(EXERCISE)
Retype all the data word for word.

Collection entries
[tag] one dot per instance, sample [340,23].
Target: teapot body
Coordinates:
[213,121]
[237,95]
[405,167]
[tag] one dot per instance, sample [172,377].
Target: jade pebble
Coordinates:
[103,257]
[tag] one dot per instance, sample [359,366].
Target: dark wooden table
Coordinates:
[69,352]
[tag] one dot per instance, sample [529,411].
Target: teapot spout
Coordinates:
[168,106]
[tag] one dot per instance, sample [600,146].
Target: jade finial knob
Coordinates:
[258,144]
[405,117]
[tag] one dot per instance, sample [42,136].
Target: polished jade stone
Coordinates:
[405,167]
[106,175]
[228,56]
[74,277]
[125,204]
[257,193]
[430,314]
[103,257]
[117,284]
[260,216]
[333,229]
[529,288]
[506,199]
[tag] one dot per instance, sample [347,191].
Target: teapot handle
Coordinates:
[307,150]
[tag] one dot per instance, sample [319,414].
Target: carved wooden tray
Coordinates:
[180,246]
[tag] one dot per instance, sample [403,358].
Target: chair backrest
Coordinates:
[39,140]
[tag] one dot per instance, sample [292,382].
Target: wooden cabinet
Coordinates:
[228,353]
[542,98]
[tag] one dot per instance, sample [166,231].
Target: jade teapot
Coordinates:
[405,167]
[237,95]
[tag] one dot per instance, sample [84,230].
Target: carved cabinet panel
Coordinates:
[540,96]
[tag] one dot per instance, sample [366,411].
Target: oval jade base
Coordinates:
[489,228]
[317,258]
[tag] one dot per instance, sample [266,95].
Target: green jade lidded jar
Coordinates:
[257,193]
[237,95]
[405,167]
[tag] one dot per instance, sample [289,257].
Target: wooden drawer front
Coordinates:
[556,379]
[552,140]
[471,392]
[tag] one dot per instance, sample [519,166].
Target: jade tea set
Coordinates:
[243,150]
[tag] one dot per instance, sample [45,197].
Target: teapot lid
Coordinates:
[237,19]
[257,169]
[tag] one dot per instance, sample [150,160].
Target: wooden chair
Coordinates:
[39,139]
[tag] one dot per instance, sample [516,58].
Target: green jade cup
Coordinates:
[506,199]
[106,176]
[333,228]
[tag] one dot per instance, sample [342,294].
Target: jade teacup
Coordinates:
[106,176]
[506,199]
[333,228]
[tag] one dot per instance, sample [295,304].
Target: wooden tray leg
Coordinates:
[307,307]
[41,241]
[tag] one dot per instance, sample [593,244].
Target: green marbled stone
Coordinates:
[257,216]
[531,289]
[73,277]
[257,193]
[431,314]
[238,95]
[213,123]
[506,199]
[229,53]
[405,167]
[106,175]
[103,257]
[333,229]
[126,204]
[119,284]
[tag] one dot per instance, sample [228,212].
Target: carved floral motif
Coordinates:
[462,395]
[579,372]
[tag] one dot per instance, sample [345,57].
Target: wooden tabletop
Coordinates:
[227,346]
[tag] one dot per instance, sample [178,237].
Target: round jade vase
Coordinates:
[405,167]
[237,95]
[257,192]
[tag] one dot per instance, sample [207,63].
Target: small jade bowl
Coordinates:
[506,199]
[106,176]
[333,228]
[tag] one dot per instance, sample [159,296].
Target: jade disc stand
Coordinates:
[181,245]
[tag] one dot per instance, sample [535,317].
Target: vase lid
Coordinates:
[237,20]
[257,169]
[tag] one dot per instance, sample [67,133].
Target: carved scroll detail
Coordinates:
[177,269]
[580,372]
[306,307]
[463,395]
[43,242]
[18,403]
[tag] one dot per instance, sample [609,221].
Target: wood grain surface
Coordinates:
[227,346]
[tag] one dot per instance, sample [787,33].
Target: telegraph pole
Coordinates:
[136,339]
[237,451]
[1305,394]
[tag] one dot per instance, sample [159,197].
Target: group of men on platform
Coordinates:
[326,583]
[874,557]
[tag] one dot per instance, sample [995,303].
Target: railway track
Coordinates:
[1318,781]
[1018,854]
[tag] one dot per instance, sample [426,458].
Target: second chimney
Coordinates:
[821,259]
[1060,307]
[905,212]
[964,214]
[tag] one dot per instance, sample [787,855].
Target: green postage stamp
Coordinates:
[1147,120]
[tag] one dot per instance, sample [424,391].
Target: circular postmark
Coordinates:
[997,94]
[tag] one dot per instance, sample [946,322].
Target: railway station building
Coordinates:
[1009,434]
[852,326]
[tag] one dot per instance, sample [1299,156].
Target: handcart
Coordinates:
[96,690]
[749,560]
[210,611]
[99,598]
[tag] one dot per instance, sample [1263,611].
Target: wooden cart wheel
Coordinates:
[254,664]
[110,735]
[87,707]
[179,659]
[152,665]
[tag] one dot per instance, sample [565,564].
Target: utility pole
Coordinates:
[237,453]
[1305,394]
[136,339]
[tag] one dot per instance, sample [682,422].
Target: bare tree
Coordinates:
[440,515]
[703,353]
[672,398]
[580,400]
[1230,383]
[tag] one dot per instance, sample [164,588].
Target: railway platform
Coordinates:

(ANSWER TO THE EXERCISE)
[tag] one dot per instance, sample [340,23].
Target: teapot body
Coordinates:
[213,121]
[237,95]
[405,167]
[tag] one dot per instance, sample [172,377].
Target: jade pebble
Coordinates:
[103,257]
[tag] one dot per instance, sample [359,366].
Target: dark wooden table
Coordinates:
[69,352]
[tag] one dot per instance, sample [529,411].
Target: teapot spout
Coordinates:
[168,106]
[tag] one dot per instance, sample [600,146].
Target: jade finial knob
Coordinates:
[258,144]
[405,117]
[tag] one dot per instance, sample [42,136].
Target: polished jade stone
Coordinates:
[405,167]
[106,175]
[228,56]
[74,277]
[125,204]
[257,193]
[430,314]
[103,257]
[117,284]
[260,216]
[333,229]
[529,288]
[506,199]
[tag] one dot per instance, sample [347,191].
Target: teapot handle
Coordinates:
[307,150]
[tag] one dot per instance, sample [319,414].
Target: carved wooden tray
Coordinates:
[180,246]
[tag] one dot per instance, sample [403,358].
Target: chair backrest
Coordinates:
[39,140]
[tag] one dot per instance, sample [292,382].
Target: wooden cabinet
Coordinates:
[228,353]
[542,98]
[tag] one dot per instance, sample [166,231].
Target: jade teapot
Coordinates:
[405,167]
[237,95]
[tag] one dot per instance, sample [84,230].
Target: carved cabinet panel
Coordinates:
[540,96]
[tag] one dot per instance, sample [366,411].
Target: oval jade base
Coordinates:
[489,228]
[317,258]
[tag] one dot per instance, sample [266,95].
Target: green jade lidded jar
Coordinates:
[257,193]
[237,95]
[405,167]
[tag] one dot per instance, sample [289,257].
Target: wooden drawer front
Coordinates:
[556,379]
[552,140]
[471,392]
[tag] one dot per instance, sample [519,166].
Target: jade tea set
Coordinates:
[243,150]
[tag] one dot per instance, sample [45,197].
Target: teapot lid
Coordinates:
[237,19]
[257,169]
[tag] one dot per instance, sample [150,160].
Target: wooden chair
Coordinates:
[39,139]
[tag] one dot per instance, sample [516,58].
Target: green jade cup
Coordinates:
[506,199]
[106,176]
[333,228]
[tag] one dot per instance, sample [342,294].
Target: jade teacup
Coordinates:
[106,176]
[506,199]
[333,228]
[tag] one dot per instance, sample [295,304].
Target: wooden tray leg
Coordinates:
[307,307]
[41,241]
[tag] one dot per instance, sample [593,244].
Target: green marbled stone
Coordinates:
[257,216]
[531,289]
[73,277]
[257,193]
[431,314]
[238,95]
[213,123]
[506,199]
[229,53]
[405,167]
[106,175]
[103,257]
[333,229]
[126,204]
[119,284]
[tag] one dot per instance, sample [228,212].
Target: carved floral motif
Coordinates:
[462,395]
[579,372]
[tag] one dot per instance, sample [345,57].
Target: wooden tabletop
Coordinates:
[227,346]
[tag] one dot per instance, sample [178,237].
Target: round jade vase
Coordinates:
[405,167]
[237,95]
[257,192]
[tag] one dot per instance, sample [207,63].
Target: small jade bowl
Coordinates:
[506,199]
[106,176]
[333,228]
[tag] one dot per instance, sample [159,296].
Target: jade disc stand
Coordinates:
[181,245]
[tag] one dot per instance, sample [535,317].
Target: vase lid
Coordinates:
[237,20]
[257,169]
[tag] one dot per instance, sample [67,133].
Target: carved scroll detail
Coordinates:
[177,269]
[580,372]
[306,307]
[463,395]
[43,242]
[18,403]
[tag] one dot per instance, sample [609,221].
Target: wood grain surface
Coordinates:
[227,346]
[tag] one dot per instance, sample [787,33].
Target: telegraph pole
Coordinates:
[136,339]
[237,451]
[1305,394]
[tag] one dot per instance, sample [159,197].
Target: group of men on platform
Coordinates:
[326,583]
[874,557]
[tag] one dot per instance, sample [995,303].
Target: railway track
Coordinates:
[1318,781]
[1018,854]
[tag] one dot per instance, sample [426,458].
Target: second chimney
Coordinates:
[821,259]
[1060,307]
[905,212]
[964,214]
[tag] one dot per instance, sample [787,855].
Target: green postage stamp
Coordinates:
[1147,120]
[tag] one dot per instance, sample [424,391].
Target: circular postmark
Coordinates:
[997,94]
[tag] one dot per instance, sample [946,322].
Target: railway station building
Coordinates:
[1009,434]
[852,326]
[tag] one dot per instance, sample [1299,156].
Target: handcart
Coordinates:
[96,690]
[749,560]
[210,611]
[99,598]
[tag] one dot per instance, sample [1263,611].
Target: wooden cart wheel
Coordinates:
[254,664]
[110,735]
[87,707]
[179,659]
[152,665]
[tag] one dot per instance, sample [565,564].
Target: utility pole
Coordinates:
[237,453]
[1305,394]
[136,339]
[tag] one dot per instance, sample [682,422].
Target: bare tree
Coordinates:
[440,515]
[703,353]
[672,398]
[580,400]
[1230,383]
[tag] one dot per instance, sample [164,588].
Target: railway platform
Coordinates:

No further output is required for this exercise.